DIRECTIONS >> Could you transcribe every record below exactly as written, excluding the pictures?

DATA TO PROCESS >>
┌────────
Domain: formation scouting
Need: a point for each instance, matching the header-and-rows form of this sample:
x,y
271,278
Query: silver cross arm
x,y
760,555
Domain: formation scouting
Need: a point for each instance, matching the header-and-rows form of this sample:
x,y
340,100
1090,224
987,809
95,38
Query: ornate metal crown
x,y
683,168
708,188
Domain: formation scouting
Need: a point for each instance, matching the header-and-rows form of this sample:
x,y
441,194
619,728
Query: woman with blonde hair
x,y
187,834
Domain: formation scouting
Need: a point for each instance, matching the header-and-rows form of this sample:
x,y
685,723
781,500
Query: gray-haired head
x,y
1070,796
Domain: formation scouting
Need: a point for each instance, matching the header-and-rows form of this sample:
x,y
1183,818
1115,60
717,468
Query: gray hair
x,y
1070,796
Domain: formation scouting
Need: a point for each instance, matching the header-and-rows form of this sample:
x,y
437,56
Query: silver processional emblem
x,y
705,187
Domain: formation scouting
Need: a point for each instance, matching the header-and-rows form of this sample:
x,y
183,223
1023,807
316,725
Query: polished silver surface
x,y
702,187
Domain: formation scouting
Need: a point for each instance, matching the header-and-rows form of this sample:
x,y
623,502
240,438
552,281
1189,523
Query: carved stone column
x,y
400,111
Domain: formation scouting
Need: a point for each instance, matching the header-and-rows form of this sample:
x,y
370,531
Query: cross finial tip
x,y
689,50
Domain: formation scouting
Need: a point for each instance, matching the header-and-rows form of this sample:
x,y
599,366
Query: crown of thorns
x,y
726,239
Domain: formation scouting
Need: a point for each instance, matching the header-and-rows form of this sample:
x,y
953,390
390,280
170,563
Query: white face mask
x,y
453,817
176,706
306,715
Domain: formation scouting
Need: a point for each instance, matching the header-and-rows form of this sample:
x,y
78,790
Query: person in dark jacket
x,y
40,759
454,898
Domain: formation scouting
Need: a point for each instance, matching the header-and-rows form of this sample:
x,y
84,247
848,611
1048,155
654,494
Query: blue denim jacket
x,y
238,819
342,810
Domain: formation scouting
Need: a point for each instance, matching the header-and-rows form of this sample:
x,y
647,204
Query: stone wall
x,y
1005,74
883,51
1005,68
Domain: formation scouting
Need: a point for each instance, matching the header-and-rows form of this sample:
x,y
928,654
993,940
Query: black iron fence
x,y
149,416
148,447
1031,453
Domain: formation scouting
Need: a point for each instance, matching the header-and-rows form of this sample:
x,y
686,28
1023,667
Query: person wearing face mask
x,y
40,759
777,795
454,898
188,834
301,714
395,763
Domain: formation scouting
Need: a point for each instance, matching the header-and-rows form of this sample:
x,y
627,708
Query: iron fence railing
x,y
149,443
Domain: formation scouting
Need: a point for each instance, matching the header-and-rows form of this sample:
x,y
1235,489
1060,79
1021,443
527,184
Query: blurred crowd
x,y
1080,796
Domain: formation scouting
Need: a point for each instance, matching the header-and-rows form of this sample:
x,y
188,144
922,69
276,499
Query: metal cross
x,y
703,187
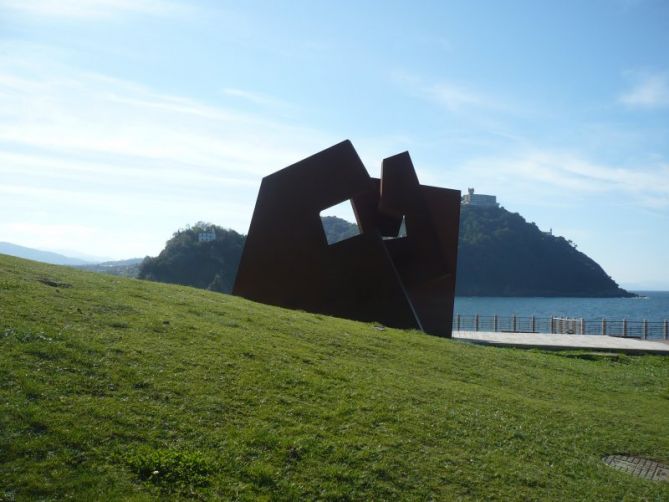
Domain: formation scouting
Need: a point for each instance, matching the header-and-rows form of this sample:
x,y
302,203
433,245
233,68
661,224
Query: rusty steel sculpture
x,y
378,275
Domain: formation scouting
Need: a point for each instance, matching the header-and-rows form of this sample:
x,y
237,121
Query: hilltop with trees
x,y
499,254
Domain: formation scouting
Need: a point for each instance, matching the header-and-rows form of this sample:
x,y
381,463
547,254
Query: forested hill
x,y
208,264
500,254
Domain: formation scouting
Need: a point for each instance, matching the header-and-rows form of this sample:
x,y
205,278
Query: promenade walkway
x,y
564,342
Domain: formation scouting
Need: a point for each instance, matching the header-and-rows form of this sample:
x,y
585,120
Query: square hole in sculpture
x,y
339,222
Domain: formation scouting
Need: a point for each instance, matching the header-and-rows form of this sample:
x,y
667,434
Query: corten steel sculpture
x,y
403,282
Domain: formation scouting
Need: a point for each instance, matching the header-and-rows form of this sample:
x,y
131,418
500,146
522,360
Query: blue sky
└────────
SOLUTION BELOW >>
Domain: formation scouting
Need: a point for each instance, matching the header-and-rows form of this sample:
x,y
271,278
Query: silver cross arm
x,y
760,555
Domain: formation scouting
Need: a point for each instance, matching the header-and-rows form of this sample:
x,y
340,100
1090,224
987,809
95,38
Query: ornate metal crown
x,y
683,168
708,188
Domain: formation scouting
Need: a point for each instance, matching the header-and-rows form of this sample:
x,y
441,194
619,728
Query: woman with blonde hair
x,y
187,834
Domain: formation scouting
Need: a point for each instance, matching the header-and-rows form of this sample:
x,y
685,723
781,500
Query: gray-haired head
x,y
1070,796
Domain: formation scouting
Need: a point for each instance, matching the header-and-rows form of this sample:
x,y
1183,818
1115,60
717,468
Query: gray hair
x,y
1070,796
Domain: formation scouting
Need: a point for each instance, matching the header-and-rows form of this sample:
x,y
437,56
Query: silver processional emblem
x,y
705,187
Domain: formation scouting
Need: a point for each instance, matching the header-and-rows form of this sample:
x,y
183,223
1023,807
316,725
Query: polished silver surface
x,y
702,187
Domain: formation scouting
Need: a point for each instance, matching the header-and-rows form of this sample:
x,y
623,502
240,438
552,281
1189,523
Query: carved stone column
x,y
400,111
Domain: formation scouting
Need: a point for each instance, matching the header-and-rows form of this sample:
x,y
370,531
Query: cross finial tip
x,y
689,50
Domain: formation scouting
Need: a point for each instance, matching the header-and-rows form of this sample:
x,y
599,366
Query: crown of thorns
x,y
726,239
Domain: formation scouting
Need: a point for each instance, matching the header-and-rows form of this sample:
x,y
953,390
390,280
170,563
Query: white face mask
x,y
453,817
176,706
306,715
Domain: formation scouting
Need: a point for each instance, matching the header-and-rows form of this sample:
x,y
78,790
Query: person in dark jacket
x,y
40,759
454,898
Domain: formation scouting
Need: a point for each instance, matching the header-and-rows form of this sample:
x,y
84,247
848,611
1048,155
654,494
Query: blue denim jacket
x,y
238,819
342,810
Domain: formation scouting
Need: a point for each instance, matching the header-and-rows form of this sample:
x,y
647,204
Query: stone wall
x,y
1005,74
883,51
1005,68
Domain: formation scouting
Need: a point for each instance, matching the header-and-rows form of this sample:
x,y
928,654
993,940
Query: black iron fence
x,y
149,416
148,447
1031,453
Domain: formation scouting
Need: a point for each instance, matching the header-and-rows form of this sample:
x,y
686,28
1023,667
Query: person wearing face mask
x,y
40,759
777,795
454,898
188,834
301,714
395,763
Domain: formation scouting
Need: a point for each instance, matching the header-and-rows form of this sample:
x,y
627,708
Query: iron fence railing
x,y
149,443
Domain: formation scouting
Need: a point for each instance, matching the header-and-rows form of this sample:
x,y
1235,489
1060,79
1021,443
527,184
Query: blurred crowd
x,y
1080,796
Domain: formation scouting
Need: a point for each instance, matching the header-and-rows form of this sample:
x,y
188,144
922,69
276,499
Query: metal cross
x,y
703,187
Domain: formation scouting
Need: a point for each instance, matching the header-and-rows form of this sample:
x,y
302,203
433,245
233,68
661,224
Query: rusty steel sculpture
x,y
378,275
Domain: formation scouting
Need: a point for each instance, matching the header-and-rows form of this sample:
x,y
237,121
Query: hilltop with trees
x,y
499,254
Domain: formation scouting
Need: a point for each instance, matching the header-and-rows form of this sample:
x,y
381,463
547,254
Query: forested hill
x,y
208,264
500,254
Domain: formation scouting
Need: a point for each instance, matching the header-and-rows form of this sample:
x,y
205,278
Query: promenade walkway
x,y
564,342
Domain: formation scouting
Need: a point for each instance, matching the header-and-rows form of this sample:
x,y
585,120
Query: square hole in sculpture
x,y
339,222
Domain: formation scouting
Need: a point for each instance, matching the header-and-rows form of this sample:
x,y
667,434
Query: corten steel sculpture
x,y
403,282
Domain: formation scouting
Need: a point for each instance, matching the header-and-rows form of this sample:
x,y
131,418
500,146
522,360
Query: blue sky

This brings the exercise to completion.